| Task instructions |
Pull out each line of the entries below that contains the string "positive".

| Material for this exercise |
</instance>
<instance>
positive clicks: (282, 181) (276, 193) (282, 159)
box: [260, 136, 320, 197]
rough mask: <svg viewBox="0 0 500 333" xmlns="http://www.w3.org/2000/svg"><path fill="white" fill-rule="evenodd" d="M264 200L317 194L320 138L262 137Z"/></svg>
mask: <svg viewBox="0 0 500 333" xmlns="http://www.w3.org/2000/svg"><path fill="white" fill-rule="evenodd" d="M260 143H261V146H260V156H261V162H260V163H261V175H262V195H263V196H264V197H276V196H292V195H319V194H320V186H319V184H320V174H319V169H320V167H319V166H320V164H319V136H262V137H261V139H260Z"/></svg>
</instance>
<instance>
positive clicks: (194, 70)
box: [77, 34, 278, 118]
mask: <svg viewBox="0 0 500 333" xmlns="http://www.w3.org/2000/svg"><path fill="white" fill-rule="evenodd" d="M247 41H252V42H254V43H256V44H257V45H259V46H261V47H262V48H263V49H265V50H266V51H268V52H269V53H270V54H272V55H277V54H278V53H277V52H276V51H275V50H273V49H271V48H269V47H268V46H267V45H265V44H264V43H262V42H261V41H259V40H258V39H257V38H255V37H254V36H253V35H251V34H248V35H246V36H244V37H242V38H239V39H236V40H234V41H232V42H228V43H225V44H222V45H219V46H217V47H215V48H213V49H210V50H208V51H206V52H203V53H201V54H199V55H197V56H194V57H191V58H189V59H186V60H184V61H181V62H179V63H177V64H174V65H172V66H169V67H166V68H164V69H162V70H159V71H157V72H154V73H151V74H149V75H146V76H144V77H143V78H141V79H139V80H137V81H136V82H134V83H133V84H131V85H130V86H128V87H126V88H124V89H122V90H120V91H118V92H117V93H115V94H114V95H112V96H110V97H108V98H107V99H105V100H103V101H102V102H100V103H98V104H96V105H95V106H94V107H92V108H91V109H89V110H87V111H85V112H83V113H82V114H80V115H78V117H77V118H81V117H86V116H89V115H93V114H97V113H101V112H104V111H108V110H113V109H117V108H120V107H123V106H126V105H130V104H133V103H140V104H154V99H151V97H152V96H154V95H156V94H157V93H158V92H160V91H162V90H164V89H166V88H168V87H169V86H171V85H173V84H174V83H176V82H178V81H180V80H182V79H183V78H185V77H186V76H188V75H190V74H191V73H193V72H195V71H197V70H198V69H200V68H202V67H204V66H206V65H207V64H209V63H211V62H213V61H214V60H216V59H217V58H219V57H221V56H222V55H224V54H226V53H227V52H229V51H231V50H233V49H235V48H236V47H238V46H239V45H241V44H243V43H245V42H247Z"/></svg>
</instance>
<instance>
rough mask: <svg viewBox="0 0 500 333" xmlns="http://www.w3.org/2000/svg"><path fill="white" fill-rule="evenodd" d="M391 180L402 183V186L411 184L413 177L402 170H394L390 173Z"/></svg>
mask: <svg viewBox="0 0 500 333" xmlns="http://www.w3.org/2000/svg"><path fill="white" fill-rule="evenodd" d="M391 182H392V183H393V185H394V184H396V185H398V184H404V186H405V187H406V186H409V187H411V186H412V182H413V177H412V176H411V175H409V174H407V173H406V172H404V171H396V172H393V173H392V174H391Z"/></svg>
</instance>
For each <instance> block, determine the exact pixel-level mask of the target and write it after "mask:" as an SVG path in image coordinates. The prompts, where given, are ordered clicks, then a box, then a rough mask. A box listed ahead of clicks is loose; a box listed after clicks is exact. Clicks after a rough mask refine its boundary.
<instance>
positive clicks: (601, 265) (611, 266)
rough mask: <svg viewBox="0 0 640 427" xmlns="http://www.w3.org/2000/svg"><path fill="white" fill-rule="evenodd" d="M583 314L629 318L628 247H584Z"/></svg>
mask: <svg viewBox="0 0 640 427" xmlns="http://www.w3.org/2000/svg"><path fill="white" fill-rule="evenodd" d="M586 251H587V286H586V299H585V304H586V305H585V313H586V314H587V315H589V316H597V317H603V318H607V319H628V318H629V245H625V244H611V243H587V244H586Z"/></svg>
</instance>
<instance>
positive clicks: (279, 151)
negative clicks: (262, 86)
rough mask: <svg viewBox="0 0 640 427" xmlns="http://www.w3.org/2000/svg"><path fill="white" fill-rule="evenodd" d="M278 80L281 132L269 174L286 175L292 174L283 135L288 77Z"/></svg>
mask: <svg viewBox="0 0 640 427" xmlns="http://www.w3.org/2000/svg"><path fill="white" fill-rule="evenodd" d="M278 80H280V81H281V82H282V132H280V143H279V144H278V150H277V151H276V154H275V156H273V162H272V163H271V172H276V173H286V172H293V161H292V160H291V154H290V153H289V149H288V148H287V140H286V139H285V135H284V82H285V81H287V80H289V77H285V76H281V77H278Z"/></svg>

==

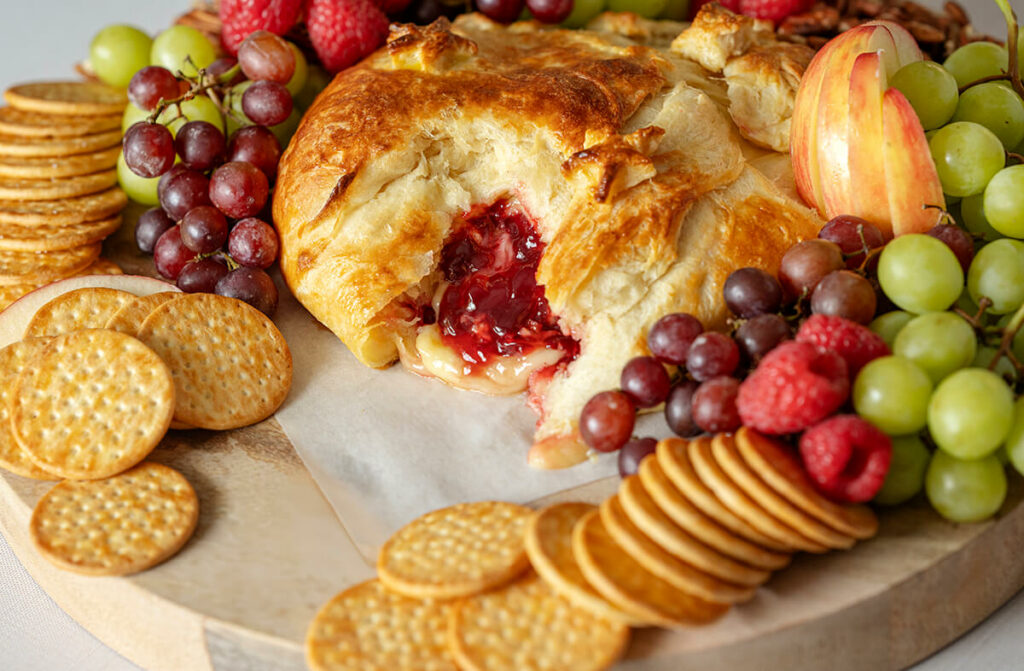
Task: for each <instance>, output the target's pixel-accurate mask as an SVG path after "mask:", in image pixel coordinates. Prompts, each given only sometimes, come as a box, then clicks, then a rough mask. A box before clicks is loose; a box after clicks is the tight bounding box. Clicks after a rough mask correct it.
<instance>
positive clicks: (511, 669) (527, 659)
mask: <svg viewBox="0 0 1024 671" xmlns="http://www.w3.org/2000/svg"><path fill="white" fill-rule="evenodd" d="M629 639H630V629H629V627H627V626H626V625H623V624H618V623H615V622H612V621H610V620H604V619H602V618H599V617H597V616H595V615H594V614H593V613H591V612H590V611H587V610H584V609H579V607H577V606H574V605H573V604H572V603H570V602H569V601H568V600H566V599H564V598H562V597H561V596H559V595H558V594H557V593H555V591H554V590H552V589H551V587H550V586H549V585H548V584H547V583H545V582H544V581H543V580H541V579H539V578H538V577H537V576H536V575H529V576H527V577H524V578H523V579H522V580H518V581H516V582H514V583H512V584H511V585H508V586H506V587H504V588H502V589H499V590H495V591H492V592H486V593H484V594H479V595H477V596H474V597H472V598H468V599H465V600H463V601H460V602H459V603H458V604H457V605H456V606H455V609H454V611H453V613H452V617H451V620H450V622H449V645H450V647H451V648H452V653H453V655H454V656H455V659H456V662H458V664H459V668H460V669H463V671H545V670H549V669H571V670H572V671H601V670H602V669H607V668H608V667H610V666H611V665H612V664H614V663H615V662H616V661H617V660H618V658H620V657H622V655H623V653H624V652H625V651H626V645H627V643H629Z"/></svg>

| Task result |
positive clicks: (282, 181) (276, 193) (282, 159)
positive clicks: (194, 70)
positive clicks: (601, 265) (611, 266)
positive clicks: (279, 151)
positive clicks: (511, 669) (527, 659)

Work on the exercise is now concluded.